(Entries drawn from a collection)
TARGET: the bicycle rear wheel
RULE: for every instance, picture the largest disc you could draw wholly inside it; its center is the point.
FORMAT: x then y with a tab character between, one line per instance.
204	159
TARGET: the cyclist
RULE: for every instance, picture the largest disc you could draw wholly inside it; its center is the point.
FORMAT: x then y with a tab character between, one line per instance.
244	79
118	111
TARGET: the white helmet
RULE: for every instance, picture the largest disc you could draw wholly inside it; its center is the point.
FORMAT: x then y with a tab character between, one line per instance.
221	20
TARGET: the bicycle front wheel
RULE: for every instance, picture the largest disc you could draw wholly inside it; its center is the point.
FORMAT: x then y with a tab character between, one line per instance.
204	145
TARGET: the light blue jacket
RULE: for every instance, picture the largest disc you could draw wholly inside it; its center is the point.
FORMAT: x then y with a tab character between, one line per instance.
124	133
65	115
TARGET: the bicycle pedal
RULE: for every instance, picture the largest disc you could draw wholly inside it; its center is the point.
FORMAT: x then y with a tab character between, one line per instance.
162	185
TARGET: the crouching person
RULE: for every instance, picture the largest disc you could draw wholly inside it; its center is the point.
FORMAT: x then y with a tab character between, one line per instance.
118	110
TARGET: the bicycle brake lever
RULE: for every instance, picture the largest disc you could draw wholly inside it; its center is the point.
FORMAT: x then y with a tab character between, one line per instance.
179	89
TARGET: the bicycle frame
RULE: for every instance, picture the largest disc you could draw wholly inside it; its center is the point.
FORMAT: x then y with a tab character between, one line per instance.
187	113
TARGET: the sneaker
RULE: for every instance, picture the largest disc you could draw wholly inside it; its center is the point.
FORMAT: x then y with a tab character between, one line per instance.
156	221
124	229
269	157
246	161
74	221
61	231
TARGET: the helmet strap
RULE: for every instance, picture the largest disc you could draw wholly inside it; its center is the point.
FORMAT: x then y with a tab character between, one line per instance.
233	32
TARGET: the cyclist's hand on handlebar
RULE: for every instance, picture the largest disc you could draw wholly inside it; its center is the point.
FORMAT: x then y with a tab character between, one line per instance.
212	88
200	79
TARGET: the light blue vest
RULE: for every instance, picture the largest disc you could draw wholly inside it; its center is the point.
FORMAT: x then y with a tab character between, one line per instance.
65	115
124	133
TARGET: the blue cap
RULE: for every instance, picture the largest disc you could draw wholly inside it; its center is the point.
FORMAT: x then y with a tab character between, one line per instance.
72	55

---

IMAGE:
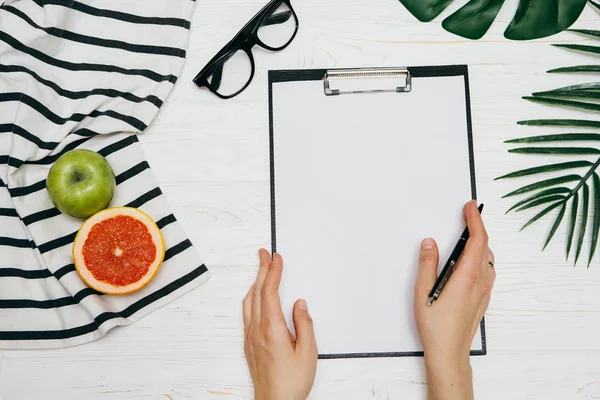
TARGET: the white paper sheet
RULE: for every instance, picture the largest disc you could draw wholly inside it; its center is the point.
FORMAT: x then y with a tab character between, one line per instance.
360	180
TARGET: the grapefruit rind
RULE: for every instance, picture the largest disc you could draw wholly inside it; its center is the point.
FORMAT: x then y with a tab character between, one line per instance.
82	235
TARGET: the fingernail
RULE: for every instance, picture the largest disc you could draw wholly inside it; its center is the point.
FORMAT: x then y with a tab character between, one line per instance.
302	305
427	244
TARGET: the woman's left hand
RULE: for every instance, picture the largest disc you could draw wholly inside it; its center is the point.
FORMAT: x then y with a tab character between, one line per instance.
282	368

- **WORK TO DO**
Extract every line of the items above that contains the string "white". The match is case-sensitive.

- **EXERCISE RESPONSE**
TARGET: the white helmet
TARGET: the white paper sheet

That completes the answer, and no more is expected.